** START Given data **
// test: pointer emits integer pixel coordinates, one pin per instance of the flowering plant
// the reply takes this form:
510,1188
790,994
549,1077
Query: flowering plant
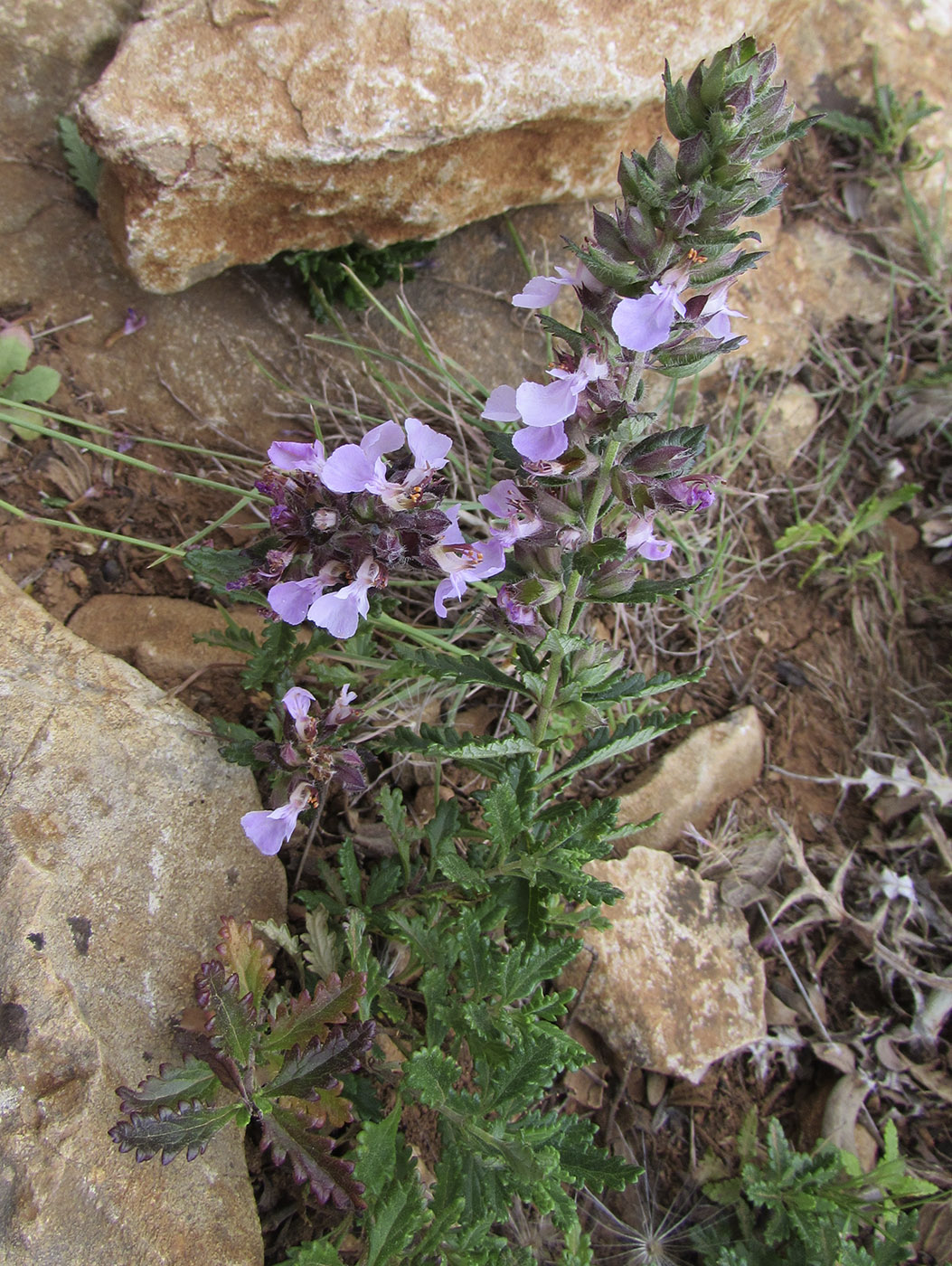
479,908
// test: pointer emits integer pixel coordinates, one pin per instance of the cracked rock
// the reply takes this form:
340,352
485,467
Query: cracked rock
238,129
674,981
119,852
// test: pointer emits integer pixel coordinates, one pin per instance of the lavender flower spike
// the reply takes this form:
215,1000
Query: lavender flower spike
462,562
641,540
506,502
717,314
288,456
269,831
542,291
555,402
339,613
290,599
352,468
500,405
642,325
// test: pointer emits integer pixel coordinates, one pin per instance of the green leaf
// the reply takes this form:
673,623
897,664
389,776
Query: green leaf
** END Given data **
Exercise details> Please lay out every line of the data above as a JSON list of strings, one string per line. Skip blank lines and leave the pictures out.

Answer in full>
[
  "// test: pointer emits integer pixel coordinates, one pin per instance of the flowering plant",
  "// the reply takes this form:",
  "510,1188",
  "790,994",
  "549,1077",
  "Query: flowering plant",
  "479,908",
  "// test: pointer emits integer pixel coordinates, one pin per instance of the cracked rock",
  "// the reply takes this form:",
  "340,352",
  "485,467",
  "Query: cracked rock",
  "238,129",
  "674,981",
  "119,852",
  "// test: pointer emits integer pixel coordinates, one pin per instance of the lavender flower spike",
  "// the reply takes this form:",
  "215,1000",
  "Query: lavender flower spike",
  "462,562",
  "641,540",
  "506,502",
  "717,314",
  "288,456",
  "269,831",
  "542,291",
  "555,402",
  "339,613",
  "290,599",
  "352,468",
  "500,405",
  "642,325",
  "// test: pointer emits integer pixel coordinates, one pin per instance of the green leaf",
  "// the reply takes this form:",
  "673,623",
  "897,664",
  "389,776",
  "Query: green leaf"
]